-- BEGIN Given data --

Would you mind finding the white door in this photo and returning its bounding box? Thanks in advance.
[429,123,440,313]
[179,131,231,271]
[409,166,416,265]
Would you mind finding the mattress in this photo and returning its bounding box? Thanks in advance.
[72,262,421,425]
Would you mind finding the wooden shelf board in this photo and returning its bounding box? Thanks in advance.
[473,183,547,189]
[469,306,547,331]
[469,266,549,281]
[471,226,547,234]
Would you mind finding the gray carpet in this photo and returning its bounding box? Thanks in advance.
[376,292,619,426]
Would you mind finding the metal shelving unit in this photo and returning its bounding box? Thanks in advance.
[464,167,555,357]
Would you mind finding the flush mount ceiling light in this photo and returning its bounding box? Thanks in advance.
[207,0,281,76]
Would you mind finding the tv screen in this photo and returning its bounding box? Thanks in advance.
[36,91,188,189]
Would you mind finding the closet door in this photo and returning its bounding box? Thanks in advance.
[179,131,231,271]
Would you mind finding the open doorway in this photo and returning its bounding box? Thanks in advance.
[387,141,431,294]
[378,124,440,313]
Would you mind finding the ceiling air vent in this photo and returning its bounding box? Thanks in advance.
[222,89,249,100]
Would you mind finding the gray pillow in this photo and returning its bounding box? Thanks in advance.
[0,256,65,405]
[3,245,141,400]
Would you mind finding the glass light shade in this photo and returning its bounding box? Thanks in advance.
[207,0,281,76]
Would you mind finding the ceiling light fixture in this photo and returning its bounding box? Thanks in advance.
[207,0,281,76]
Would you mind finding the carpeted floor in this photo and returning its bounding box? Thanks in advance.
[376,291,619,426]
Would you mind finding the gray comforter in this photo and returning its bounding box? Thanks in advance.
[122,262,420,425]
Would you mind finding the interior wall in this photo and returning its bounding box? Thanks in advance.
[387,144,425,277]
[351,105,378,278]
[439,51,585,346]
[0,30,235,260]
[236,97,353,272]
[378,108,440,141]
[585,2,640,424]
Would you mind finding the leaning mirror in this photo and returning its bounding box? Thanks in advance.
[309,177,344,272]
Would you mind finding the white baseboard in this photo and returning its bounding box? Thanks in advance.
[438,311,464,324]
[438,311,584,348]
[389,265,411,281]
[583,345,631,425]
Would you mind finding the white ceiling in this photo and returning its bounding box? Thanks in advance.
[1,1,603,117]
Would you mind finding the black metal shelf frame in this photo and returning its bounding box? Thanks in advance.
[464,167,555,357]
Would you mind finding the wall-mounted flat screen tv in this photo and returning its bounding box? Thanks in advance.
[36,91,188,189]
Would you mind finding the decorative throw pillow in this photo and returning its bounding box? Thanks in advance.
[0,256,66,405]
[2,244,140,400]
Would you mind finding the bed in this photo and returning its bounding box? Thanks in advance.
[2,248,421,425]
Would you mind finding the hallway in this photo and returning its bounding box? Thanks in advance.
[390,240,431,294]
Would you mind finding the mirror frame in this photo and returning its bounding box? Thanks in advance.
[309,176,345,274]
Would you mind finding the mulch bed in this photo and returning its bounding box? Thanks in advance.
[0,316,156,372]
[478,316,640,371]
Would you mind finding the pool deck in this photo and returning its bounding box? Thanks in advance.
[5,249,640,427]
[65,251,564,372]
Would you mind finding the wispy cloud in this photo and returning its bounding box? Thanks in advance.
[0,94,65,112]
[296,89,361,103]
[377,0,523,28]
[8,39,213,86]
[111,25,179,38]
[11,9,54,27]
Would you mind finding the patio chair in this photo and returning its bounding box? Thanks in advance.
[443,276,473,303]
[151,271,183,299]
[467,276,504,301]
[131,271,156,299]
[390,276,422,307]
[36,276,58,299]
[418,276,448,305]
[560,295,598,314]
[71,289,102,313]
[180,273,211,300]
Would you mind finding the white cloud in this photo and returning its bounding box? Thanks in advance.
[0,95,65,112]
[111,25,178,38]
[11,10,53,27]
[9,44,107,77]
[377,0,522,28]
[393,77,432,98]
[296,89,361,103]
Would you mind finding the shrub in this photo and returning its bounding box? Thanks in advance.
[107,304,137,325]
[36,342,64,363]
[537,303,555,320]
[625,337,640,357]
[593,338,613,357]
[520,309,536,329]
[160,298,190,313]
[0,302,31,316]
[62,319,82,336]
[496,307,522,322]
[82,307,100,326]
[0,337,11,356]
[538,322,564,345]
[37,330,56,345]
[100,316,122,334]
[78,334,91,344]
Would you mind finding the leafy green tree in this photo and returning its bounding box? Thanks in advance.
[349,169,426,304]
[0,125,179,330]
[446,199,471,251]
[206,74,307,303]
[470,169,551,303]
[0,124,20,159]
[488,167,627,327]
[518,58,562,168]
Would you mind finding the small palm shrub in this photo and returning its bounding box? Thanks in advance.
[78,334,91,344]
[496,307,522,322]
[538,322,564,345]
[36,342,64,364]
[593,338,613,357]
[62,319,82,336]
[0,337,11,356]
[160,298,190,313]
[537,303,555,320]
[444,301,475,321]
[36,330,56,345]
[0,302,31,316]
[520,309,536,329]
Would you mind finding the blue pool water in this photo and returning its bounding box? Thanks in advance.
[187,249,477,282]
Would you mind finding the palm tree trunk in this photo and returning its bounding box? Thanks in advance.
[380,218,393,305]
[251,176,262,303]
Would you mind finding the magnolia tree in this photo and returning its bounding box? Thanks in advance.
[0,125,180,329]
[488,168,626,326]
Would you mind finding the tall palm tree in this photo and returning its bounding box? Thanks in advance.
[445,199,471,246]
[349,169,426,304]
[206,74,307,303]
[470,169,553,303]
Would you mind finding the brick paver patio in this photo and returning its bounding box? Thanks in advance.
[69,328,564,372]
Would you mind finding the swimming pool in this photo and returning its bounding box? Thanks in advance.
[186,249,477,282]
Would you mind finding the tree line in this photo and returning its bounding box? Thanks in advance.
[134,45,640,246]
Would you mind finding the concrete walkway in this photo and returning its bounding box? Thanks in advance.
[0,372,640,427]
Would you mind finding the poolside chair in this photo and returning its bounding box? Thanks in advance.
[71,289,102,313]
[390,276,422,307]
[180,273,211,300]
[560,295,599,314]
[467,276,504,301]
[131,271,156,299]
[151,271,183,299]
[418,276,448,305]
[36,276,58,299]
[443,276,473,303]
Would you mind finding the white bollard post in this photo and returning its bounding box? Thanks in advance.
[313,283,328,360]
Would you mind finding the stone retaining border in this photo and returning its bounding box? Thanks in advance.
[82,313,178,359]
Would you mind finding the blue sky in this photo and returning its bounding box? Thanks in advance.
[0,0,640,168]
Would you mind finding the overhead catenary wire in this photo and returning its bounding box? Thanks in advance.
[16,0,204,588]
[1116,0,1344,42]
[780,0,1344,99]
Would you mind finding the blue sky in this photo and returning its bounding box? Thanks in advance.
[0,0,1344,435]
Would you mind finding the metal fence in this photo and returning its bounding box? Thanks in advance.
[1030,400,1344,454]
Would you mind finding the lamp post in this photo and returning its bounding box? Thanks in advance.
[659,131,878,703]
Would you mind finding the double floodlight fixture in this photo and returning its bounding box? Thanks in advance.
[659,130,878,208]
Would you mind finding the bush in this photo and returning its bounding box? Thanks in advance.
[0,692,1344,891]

-- END Given data --

Short exercise:
Format the listing lines as a JSON array of strings, one string per line and no blank lines, starting at the line with "Would you mind finding the glass" and ending with the line with "[585,2,640,424]", both included.

Answer:
[
  "Would you mind finding the glass light shade in this photo and returning its bounding box? Thanks in advance.",
  "[207,0,281,76]",
  "Would you mind finding the ceiling light fixture in this photo and returning its bounding box? Thanks in advance.",
  "[207,0,281,76]",
  "Would you mind finding the carpeted floor in this photo and returning its bounding box? Thanks in advance.",
  "[376,291,619,426]",
  "Would you mind finding the gray comforter in this photo and returning its bounding box? Thanks in advance.",
  "[122,262,420,425]",
  "Would you mind finding the interior wall in this photo and returning its bounding box? Thanks in advance.",
  "[387,144,425,277]",
  "[351,105,378,278]",
  "[439,51,585,346]",
  "[0,30,235,260]",
  "[236,97,353,272]",
  "[378,108,440,141]",
  "[585,2,640,424]"
]